Brief> Resume the text on the short-term effects of opiate use, picking up right after its last sentence.

Opiate use can lead to an array of potential health hazards including an increased risk of overdose and the possibility of death. Short term effects of opiate abuse can result in great tragedy for the user if overdose or other serious complications should occur outside of the immediate care of a medical professional. While not all short term effects of opiates are dangerous or deadly, the potential for fatal outcomes is always present when opiates such as heroin, Oxycontin or other prescription painkillers are being abuse.
The immediate short term effects of opiates are generally analgesia or pain relief. The analgesic qualities of opiates and opioids are the primary reason why these drugs are prescribed openly to millions of people each year. Unfortunately, the analgesic effects of these drugs is short lived and the dangers that come as a result of using these drugs far outweigh the benefits for some.
One of the most common short term effects of opiates is constipation. In fact, certain opiates were once widely prescribed in the treatment of chronic diarrhea as a means of preventing bowel movements. The constipation that arises when opiates are used can actually become severe and may even warrant the need for medical treatment.

Dataset content>

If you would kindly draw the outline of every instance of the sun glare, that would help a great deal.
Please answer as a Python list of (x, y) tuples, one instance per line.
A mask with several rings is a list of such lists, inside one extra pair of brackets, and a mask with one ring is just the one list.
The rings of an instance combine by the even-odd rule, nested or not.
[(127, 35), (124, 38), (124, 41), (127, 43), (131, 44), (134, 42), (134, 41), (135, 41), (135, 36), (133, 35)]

Output>
Many people who take opiates experience strong bouts of nausea and vomiting when they use these drugs. Those who do experience nausea often report that the upset stomach doesn’t go away even when the drug is used consecutively for many weeks or months.
Most users report feeling dizzy or having a lack of coordination when using opiates. This is one of the less serious short term effects of opiates but it can lead way to injury if the user attempts to walk or perform certain activities while under the influence.
According to PubMed, opiate use can lead to respiratory depression. This is one of the more serious short term effects of opiates as a severe case of respiratory depression can cause heart attack, stroke, convulsions, seizures or other serious complications.